A block of data:
※

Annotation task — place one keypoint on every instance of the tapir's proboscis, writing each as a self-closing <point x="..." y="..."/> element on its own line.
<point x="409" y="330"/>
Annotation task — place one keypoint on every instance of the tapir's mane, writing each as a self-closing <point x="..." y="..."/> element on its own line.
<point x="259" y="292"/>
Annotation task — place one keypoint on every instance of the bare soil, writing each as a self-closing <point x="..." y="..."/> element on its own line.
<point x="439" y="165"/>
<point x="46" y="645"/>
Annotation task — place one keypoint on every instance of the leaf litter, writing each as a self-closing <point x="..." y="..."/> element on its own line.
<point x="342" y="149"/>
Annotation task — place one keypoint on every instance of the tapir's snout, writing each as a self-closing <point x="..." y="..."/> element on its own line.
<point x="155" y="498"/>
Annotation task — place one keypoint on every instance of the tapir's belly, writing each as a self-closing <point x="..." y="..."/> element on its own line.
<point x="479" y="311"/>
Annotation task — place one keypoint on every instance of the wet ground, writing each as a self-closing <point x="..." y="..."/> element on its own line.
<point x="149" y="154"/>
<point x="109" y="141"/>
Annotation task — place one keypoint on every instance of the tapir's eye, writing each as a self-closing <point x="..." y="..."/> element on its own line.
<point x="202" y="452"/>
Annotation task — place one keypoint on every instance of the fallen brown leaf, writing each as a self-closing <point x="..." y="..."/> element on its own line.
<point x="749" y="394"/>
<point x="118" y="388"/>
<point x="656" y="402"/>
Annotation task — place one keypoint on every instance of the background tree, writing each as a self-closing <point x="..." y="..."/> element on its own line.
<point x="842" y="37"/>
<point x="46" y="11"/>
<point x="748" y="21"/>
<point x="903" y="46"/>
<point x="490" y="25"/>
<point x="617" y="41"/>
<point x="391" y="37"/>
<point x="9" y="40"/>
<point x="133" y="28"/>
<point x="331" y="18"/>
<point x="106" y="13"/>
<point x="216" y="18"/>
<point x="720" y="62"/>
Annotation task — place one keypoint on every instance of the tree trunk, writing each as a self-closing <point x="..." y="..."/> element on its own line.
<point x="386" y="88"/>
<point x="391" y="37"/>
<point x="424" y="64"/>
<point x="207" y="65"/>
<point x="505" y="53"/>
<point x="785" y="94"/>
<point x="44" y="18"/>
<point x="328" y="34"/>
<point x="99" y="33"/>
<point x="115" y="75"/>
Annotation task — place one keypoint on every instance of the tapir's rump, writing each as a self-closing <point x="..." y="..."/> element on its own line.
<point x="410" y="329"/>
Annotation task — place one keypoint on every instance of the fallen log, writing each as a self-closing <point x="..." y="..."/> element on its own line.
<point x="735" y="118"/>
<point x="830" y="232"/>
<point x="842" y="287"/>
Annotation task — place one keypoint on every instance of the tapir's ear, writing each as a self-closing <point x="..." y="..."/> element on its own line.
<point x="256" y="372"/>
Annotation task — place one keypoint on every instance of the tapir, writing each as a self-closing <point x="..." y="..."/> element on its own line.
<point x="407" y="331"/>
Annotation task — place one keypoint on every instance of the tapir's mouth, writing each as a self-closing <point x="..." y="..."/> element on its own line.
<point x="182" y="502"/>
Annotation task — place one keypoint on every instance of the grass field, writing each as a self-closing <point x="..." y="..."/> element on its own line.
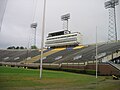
<point x="28" y="79"/>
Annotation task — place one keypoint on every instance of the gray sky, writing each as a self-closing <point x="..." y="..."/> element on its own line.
<point x="85" y="16"/>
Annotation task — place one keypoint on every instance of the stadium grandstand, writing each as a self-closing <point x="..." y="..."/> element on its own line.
<point x="63" y="38"/>
<point x="65" y="50"/>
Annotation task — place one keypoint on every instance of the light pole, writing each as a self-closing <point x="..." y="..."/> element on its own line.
<point x="42" y="40"/>
<point x="96" y="54"/>
<point x="112" y="29"/>
<point x="34" y="26"/>
<point x="64" y="18"/>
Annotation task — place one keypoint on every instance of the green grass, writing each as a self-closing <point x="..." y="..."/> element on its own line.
<point x="28" y="79"/>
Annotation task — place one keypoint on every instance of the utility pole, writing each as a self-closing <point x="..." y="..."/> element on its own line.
<point x="42" y="36"/>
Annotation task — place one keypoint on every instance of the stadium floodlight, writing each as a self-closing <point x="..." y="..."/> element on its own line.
<point x="34" y="26"/>
<point x="65" y="18"/>
<point x="112" y="30"/>
<point x="42" y="36"/>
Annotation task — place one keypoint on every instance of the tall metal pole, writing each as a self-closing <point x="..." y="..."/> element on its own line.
<point x="115" y="24"/>
<point x="35" y="38"/>
<point x="42" y="41"/>
<point x="96" y="55"/>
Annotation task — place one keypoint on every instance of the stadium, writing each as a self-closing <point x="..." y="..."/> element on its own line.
<point x="63" y="62"/>
<point x="65" y="50"/>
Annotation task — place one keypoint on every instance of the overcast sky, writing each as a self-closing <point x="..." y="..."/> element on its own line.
<point x="85" y="15"/>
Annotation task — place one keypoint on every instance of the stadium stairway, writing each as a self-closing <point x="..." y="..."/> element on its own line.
<point x="36" y="58"/>
<point x="70" y="55"/>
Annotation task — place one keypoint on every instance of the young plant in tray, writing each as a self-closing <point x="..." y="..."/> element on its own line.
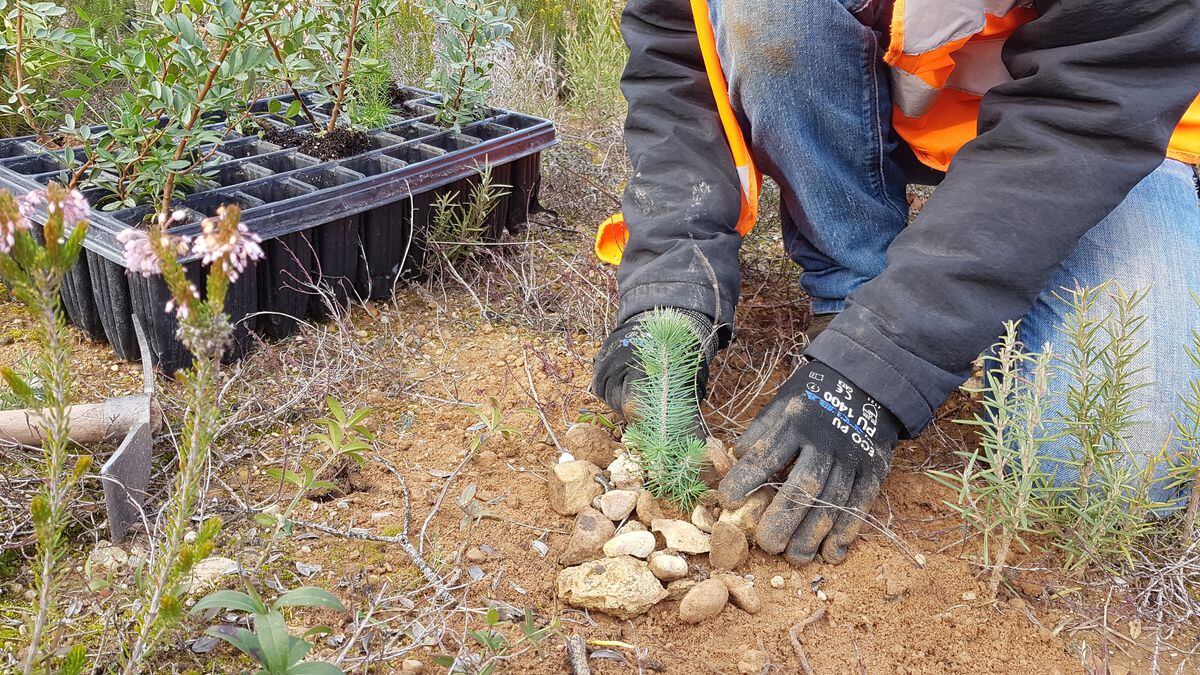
<point x="339" y="58"/>
<point x="187" y="66"/>
<point x="471" y="35"/>
<point x="664" y="430"/>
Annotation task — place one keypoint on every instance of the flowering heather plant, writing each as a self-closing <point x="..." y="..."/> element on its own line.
<point x="226" y="246"/>
<point x="34" y="272"/>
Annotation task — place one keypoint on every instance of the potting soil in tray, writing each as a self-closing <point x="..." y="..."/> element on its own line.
<point x="352" y="225"/>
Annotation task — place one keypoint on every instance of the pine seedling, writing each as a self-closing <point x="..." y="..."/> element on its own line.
<point x="1003" y="491"/>
<point x="665" y="408"/>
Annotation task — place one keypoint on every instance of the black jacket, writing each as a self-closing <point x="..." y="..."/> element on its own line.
<point x="1098" y="89"/>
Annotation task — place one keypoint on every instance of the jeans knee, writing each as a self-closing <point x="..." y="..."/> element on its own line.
<point x="769" y="39"/>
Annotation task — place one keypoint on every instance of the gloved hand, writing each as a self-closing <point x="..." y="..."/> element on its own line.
<point x="615" y="366"/>
<point x="841" y="442"/>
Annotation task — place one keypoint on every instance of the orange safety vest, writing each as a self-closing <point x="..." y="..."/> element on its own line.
<point x="942" y="58"/>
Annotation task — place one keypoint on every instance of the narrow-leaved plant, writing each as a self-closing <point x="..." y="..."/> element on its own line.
<point x="227" y="249"/>
<point x="1005" y="494"/>
<point x="34" y="266"/>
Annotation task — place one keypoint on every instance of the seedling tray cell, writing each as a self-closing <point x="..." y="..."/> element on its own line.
<point x="353" y="225"/>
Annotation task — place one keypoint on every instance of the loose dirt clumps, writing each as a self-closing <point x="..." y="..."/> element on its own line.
<point x="336" y="144"/>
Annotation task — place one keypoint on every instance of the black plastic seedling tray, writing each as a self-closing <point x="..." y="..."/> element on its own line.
<point x="357" y="223"/>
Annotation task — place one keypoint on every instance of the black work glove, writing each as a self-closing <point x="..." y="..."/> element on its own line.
<point x="616" y="369"/>
<point x="841" y="442"/>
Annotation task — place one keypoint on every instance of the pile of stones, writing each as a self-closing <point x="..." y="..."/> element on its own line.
<point x="628" y="553"/>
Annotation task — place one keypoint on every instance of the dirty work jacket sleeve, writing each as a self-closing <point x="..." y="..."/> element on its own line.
<point x="1098" y="88"/>
<point x="683" y="201"/>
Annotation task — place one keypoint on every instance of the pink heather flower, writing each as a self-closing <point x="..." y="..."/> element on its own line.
<point x="12" y="221"/>
<point x="183" y="309"/>
<point x="75" y="209"/>
<point x="225" y="239"/>
<point x="139" y="256"/>
<point x="29" y="202"/>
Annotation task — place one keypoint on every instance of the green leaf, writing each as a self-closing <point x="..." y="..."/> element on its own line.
<point x="315" y="668"/>
<point x="75" y="662"/>
<point x="240" y="638"/>
<point x="273" y="637"/>
<point x="318" y="631"/>
<point x="235" y="601"/>
<point x="309" y="596"/>
<point x="18" y="386"/>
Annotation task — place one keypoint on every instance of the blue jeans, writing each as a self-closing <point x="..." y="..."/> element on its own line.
<point x="811" y="90"/>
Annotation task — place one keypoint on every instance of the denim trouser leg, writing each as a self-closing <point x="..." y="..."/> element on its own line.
<point x="811" y="89"/>
<point x="1151" y="243"/>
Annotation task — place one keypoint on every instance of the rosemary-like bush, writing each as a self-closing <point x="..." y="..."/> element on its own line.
<point x="663" y="432"/>
<point x="1084" y="400"/>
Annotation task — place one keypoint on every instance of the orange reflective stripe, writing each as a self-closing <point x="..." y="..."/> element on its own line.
<point x="611" y="239"/>
<point x="947" y="55"/>
<point x="1186" y="142"/>
<point x="612" y="234"/>
<point x="749" y="175"/>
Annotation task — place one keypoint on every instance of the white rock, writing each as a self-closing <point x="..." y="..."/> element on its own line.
<point x="209" y="571"/>
<point x="703" y="602"/>
<point x="637" y="544"/>
<point x="683" y="537"/>
<point x="631" y="526"/>
<point x="617" y="505"/>
<point x="621" y="586"/>
<point x="573" y="487"/>
<point x="748" y="515"/>
<point x="625" y="473"/>
<point x="667" y="567"/>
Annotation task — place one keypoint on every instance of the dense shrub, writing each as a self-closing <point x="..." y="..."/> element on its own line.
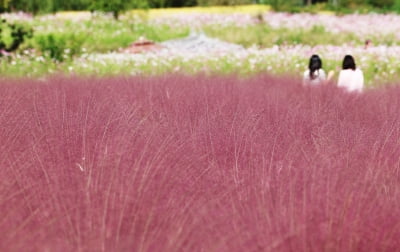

※

WRITTEN PROBLEM: Report every line of the items above that contains the string "soil", treating case as significant.

EXERCISE SOLUTION:
Annotation task — place one keypoint on every instance of the bare soil, writing each as a self-closing <point x="..." y="..."/> element on its own line.
Annotation task — place one keypoint on every instance of the potting soil in tray, writing each as a self-closing <point x="..." y="..."/> element on its own line.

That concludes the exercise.